> **Texte retenu**
============
Il ne manque pas de gens qui ont été un peu étonnés de la fortune rapide du camarade Briand. À cela on peut répondre par la question : « Qui auriez-vous choisi ? » Le fait est que nous manquons d’hommes politiques.

Non pas d’hommes compétents, rompus aux affaires, et capables d’administrer sagement aux Travaux publics, au Commerce, et même aux Finances. Non. Nous manquons précisément d’Hommes Libres. Tous ces puissants administrateurs ne sont qu’administrateurs ; ils n’ont point figure de chefs. Ils dépendent de mille puissances, les uns des financiers, les autres, de la société polie, de leurs proches, de leurs amis, de ceux de leur femme. Ils sont pris dans des fils d’or. L’un est un avocat d’affaires ; l’autre est, de plus, académicien. Ils ne représentent qu’une caste. Leur volonté est la volonté d’une caste. Le peuple veut Un Homme Libre.
============
> **Liste extraite**
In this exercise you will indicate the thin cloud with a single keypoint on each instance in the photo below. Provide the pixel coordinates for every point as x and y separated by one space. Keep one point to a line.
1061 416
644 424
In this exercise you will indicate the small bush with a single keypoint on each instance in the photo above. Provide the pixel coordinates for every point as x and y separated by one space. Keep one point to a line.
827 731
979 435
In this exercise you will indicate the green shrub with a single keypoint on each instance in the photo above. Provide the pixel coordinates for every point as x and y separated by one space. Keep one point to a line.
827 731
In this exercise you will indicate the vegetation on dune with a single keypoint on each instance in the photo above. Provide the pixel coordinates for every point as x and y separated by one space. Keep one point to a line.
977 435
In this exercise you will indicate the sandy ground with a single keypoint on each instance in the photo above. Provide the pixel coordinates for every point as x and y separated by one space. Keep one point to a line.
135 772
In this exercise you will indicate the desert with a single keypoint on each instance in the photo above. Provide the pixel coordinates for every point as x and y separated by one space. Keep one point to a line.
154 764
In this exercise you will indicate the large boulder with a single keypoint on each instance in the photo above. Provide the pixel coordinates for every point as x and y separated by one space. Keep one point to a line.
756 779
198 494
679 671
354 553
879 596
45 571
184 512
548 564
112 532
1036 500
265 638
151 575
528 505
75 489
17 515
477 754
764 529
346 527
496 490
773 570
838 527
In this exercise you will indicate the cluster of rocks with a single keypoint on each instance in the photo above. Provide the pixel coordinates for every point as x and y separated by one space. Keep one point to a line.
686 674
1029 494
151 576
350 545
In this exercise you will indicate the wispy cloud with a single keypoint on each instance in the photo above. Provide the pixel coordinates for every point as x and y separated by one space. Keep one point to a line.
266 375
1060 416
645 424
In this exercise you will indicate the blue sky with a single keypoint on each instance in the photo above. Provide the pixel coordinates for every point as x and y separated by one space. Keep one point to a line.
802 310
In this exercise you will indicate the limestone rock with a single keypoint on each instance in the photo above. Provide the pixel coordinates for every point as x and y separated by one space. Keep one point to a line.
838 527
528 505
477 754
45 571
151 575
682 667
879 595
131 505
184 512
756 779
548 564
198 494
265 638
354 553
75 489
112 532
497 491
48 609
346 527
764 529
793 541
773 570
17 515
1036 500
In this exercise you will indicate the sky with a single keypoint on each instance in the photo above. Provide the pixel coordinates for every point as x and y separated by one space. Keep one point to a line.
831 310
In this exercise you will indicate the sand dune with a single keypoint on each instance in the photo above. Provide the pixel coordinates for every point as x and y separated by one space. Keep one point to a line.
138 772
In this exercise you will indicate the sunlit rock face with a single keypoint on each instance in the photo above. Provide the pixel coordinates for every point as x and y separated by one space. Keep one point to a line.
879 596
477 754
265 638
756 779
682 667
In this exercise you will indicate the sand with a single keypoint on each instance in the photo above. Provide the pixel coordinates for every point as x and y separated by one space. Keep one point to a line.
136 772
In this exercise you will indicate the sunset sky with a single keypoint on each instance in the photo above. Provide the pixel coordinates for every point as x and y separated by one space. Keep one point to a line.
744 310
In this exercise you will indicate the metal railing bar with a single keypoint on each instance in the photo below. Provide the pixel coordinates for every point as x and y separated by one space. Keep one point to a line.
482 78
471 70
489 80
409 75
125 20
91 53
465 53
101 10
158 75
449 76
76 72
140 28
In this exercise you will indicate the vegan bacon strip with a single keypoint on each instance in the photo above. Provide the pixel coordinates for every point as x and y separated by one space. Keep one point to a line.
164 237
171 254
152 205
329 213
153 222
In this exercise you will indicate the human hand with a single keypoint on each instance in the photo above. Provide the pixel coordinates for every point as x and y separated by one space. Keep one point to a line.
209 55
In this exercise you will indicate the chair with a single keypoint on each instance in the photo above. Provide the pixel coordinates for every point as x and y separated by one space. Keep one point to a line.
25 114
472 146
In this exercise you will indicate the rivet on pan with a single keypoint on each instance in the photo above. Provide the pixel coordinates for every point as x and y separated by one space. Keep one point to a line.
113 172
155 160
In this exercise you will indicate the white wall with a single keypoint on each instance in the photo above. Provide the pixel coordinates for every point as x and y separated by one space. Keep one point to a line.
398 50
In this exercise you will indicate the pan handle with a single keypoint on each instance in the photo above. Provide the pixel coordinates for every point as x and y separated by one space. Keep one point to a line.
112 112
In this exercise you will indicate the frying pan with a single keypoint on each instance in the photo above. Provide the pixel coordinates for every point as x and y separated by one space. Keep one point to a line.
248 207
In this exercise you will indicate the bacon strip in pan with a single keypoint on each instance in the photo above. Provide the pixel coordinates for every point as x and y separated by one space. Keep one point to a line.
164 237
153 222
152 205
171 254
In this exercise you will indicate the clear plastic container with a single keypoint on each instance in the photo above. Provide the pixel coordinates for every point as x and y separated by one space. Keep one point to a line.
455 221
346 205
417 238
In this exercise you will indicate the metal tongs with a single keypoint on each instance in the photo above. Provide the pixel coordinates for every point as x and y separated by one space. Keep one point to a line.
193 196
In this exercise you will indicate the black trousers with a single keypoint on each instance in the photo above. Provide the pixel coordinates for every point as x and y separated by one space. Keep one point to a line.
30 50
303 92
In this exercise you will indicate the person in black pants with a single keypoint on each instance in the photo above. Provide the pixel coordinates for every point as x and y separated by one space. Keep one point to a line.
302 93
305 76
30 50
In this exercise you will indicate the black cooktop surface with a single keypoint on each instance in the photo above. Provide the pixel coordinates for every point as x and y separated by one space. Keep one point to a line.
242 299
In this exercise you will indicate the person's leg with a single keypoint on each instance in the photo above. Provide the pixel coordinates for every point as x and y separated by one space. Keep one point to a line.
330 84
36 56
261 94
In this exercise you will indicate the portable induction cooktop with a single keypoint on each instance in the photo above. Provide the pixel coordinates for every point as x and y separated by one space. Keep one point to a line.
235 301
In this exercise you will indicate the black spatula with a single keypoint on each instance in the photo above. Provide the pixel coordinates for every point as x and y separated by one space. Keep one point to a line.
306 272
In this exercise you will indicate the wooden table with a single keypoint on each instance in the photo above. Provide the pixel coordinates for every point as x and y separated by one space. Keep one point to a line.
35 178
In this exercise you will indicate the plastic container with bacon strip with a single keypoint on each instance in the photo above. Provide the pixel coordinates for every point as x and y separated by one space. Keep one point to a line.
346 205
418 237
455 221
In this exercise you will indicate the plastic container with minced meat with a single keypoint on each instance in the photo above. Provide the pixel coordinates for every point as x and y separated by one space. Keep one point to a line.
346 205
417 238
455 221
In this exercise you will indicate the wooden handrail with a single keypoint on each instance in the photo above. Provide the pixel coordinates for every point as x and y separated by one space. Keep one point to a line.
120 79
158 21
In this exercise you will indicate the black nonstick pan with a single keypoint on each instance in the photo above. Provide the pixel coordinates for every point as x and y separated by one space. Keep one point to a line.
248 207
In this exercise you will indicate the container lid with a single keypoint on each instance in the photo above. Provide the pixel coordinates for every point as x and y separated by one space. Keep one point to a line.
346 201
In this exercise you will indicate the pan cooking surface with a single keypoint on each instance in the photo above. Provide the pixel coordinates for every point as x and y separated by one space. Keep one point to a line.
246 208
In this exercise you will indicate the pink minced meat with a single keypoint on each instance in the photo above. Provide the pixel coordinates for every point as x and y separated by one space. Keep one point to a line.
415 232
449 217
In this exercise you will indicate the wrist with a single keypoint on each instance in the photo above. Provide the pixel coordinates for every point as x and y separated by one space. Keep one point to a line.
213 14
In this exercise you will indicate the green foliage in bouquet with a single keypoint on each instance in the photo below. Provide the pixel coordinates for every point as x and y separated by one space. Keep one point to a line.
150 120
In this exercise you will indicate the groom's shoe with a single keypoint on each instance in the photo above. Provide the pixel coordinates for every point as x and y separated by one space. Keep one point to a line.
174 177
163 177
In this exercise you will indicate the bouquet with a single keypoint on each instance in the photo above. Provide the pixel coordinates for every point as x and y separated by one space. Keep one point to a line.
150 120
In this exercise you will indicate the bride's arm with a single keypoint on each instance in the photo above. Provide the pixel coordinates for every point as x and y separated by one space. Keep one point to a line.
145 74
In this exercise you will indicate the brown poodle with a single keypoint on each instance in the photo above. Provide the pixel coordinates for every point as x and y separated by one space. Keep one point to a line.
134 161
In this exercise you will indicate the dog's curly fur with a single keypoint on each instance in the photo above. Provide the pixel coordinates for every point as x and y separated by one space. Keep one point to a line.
============
> **Vos tâches**
1 – Quelles lignes de la liste contiennent la chaîne « metal » ? Relevez-les toutes en respectant la casse.
2 – Prolongez le texte sur le manque d'hommes politiques libres en reprenant après sa dernière phrase.

> **Résultats par tâche**
1 –
In this exercise you will indicate the metal railing bar with a single keypoint on each instance in the photo below. Provide the pixel coordinates for every point as x and y separated by one space. Keep one point to a line.
In this exercise you will indicate the metal tongs with a single keypoint on each instance in the photo above. Provide the pixel coordinates for every point as x and y separated by one space. Keep one point to a line.

2 –
Aux beaux temps du petit père Combes, quelque bavard me racontait ce qu’il avait vu à l’Élysée un jour de réception. Il y avait des astres brillants, soleils de la politique, autour desquels tout gravitait. Le petit père était seul, comme un réprouvé. Je répondis là-dessus : « Il est pourtant le maître. » Je dirais maintenant, après avoir un peu plus réfléchi là-dessus : « C’est pour cela qu’il est le maître. »

Oui. Il nous faut un homme qui ne soit point empêtré dans les fils d’or. Et nous serons de plus en plus exigeants là-dessus. Les jeunes devraient le comprendre, et se défier des salons. Mais point du tout. Ils papillonnent ; ils se livrent aux plaisirs de cour ; ils s’éloignent du peuple ; ils dépouillent leur rustique simplicité pour la reprendre seulement quand ils retournent au pays ; et cela ne trompe personne. Ce sont de pauvres ambitieux qui poursuivent l’ombre de la puissance et laissent aller la vraie puissance.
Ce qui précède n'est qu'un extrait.